> [Given exercise A]
Count the lines in the records below that contain the string "boar", matching case exactly, and give only that number.

> [Source extract]
####

There's this understanding, a base assumption among Canadians, that when they meet someone who is from India or someone who is from China, or someone who is from Ecuador, that they have passed through a rigorous system of admissions that has deemed them qualified for entry in the national interest. We don't have that assumption in the United States, because we don't have a governance system that would ground that kind of assumption.
Canadians are associated with a very multicultural approach to immigration and multiculturalism has become a trademark of Canadian identity even, as a result. Really that is the residue of a very well-governed system that has always at least attempted and sold itself as putting the national interest first. We just don't have that in the United States and so why would we expect such a residue.
Aaron: This points-based, merit-based system it creates a perception of a more orderly process and a national interest, but does it change the demographics of the kind of immigrants who are coming in? Because as we said earlier, there's a perception in the US that it's all low-skilled immigrants, but in fact, immigrants tend to be fairly highly skilled. Do our immigrants look different than Canadian immigrants in our systems?
Justin: I would be speculating. I don't want to assert something that I'm not certain of. Because what's possible is that yes, the Canadians might be selecting on educational credentials and English language knowledge upon entry through that system. The thing is that the Canadians also admit an enormous amount of refugees for their population size, and they also admit a lot of those temporary labor migrants that I mentioned earlier.
Again, this is an empirical question, so we could find out. What's possible is that the demographics may approximate the American demographics simply because they are also pulling in a lot of people who may not be as educationally credentialed. That is totally possible. Certainly through their economic admission system, yes I think it's reasonable to expect that they will be highly skilled and more educated than the average person who is coming through the permanent migration governed system of the United States.
Demographically, they're generally coming from similar parts of the world, except there'll be fewer Latinos coming into Canada. In terms of age and gender, I think that you'll probably see something that approximates each other. It's really about the system in which they're selected. Although there is a lot of evidence that suggests that economic immigration is gendered and that it skews male. Temporary immigrants also skew male.

####

> [Information shown]
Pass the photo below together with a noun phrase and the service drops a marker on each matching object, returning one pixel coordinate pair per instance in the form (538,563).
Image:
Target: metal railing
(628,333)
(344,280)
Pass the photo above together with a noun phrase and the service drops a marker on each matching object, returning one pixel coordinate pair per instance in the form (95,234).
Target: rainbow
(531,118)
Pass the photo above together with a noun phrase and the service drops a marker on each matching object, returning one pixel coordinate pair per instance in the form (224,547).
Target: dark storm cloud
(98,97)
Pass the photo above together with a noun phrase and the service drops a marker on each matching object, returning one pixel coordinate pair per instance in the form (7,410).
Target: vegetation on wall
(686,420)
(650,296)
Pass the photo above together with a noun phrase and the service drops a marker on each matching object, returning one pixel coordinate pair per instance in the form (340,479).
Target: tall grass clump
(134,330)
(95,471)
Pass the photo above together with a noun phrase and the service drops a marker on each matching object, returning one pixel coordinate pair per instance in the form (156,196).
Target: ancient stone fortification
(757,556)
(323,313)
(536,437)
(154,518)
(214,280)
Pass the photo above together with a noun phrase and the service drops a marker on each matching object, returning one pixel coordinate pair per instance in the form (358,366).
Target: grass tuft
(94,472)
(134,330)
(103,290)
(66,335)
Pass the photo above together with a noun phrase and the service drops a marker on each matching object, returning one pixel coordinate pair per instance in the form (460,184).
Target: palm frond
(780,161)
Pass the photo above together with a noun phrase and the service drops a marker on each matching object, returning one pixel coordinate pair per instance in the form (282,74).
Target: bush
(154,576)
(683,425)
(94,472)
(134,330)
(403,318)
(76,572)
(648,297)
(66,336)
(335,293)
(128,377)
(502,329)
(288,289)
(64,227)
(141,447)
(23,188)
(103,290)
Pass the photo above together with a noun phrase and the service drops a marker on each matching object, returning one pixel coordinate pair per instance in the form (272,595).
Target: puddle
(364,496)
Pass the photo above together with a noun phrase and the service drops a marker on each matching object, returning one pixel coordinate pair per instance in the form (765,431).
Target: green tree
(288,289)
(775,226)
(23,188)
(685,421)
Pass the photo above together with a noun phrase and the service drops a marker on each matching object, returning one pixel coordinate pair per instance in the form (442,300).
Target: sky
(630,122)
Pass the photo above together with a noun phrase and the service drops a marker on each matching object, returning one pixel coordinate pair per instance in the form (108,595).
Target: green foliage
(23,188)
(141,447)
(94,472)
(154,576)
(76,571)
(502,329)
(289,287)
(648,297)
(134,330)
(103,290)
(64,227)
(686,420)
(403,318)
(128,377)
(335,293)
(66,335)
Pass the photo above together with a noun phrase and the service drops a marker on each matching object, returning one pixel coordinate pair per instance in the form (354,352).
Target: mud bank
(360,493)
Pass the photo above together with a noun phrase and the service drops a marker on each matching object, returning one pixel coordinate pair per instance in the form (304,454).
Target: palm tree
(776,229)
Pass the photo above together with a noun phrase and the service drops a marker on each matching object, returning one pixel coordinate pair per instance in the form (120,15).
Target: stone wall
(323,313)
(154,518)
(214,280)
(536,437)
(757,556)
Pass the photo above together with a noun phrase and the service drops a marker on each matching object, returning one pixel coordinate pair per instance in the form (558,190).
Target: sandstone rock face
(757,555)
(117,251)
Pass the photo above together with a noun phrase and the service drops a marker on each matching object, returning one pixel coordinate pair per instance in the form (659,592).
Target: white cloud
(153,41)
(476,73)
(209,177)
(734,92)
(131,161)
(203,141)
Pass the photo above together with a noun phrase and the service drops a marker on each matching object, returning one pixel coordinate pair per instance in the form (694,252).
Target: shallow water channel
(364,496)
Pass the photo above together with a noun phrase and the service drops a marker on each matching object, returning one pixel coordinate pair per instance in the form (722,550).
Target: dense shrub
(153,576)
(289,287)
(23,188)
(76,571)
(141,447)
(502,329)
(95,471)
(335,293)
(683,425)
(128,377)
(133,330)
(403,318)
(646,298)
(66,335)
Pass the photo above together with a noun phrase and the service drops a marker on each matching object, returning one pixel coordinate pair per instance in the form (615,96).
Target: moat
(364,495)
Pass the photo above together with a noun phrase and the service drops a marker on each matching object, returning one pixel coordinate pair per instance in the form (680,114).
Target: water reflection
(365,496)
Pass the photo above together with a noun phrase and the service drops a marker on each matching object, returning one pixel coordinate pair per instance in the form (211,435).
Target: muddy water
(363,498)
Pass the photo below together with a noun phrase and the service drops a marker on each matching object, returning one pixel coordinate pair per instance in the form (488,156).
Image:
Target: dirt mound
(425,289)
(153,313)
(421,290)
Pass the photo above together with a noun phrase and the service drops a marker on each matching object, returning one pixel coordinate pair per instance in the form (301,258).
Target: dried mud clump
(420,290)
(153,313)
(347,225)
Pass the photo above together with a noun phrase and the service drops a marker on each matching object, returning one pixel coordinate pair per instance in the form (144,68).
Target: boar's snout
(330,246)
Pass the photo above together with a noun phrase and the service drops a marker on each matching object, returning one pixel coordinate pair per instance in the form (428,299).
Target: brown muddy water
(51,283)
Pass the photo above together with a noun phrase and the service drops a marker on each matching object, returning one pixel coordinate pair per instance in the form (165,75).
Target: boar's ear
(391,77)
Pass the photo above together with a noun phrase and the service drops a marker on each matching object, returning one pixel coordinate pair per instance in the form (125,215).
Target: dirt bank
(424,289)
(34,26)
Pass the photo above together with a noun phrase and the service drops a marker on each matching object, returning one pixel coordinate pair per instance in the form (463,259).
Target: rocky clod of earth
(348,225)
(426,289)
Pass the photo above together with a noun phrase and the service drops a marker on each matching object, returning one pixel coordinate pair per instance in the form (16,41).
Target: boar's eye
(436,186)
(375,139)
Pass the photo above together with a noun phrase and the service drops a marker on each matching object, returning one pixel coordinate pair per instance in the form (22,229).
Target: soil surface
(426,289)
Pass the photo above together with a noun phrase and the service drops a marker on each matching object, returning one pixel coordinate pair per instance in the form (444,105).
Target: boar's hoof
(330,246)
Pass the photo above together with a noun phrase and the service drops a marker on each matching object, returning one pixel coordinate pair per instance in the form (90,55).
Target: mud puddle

####

> [Given exercise B]
Copy out the entire excerpt on Canadian and U.S. immigration above, word for word.

> [Correct answer A]
4

> [Correct answer B]
There's this understanding, a base assumption among Canadians, that when they meet someone who is from India or someone who is from China, or someone who is from Ecuador, that they have passed through a rigorous system of admissions that has deemed them qualified for entry in the national interest. We don't have that assumption in the United States, because we don't have a governance system that would ground that kind of assumption.
Canadians are associated with a very multicultural approach to immigration and multiculturalism has become a trademark of Canadian identity even, as a result. Really that is the residue of a very well-governed system that has always at least attempted and sold itself as putting the national interest first. We just don't have that in the United States and so why would we expect such a residue.
Aaron: This points-based, merit-based system it creates a perception of a more orderly process and a national interest, but does it change the demographics of the kind of immigrants who are coming in? Because as we said earlier, there's a perception in the US that it's all low-skilled immigrants, but in fact, immigrants tend to be fairly highly skilled. Do our immigrants look different than Canadian immigrants in our systems?
Justin: I would be speculating. I don't want to assert something that I'm not certain of. Because what's possible is that yes, the Canadians might be selecting on educational credentials and English language knowledge upon entry through that system. The thing is that the Canadians also admit an enormous amount of refugees for their population size, and they also admit a lot of those temporary labor migrants that I mentioned earlier.
Again, this is an empirical question, so we could find out. What's possible is that the demographics may approximate the American demographics simply because they are also pulling in a lot of people who may not be as educationally credentialed. That is totally possible. Certainly through their economic admission system, yes I think it's reasonable to expect that they will be highly skilled and more educated than the average person who is coming through the permanent migration governed system of the United States.
Demographically, they're generally coming from similar parts of the world, except there'll be fewer Latinos coming into Canada. In terms of age and gender, I think that you'll probably see something that approximates each other. It's really about the system in which they're selected. Although there is a lot of evidence that suggests that economic immigration is gendered and that it skews male. Temporary immigrants also skew male.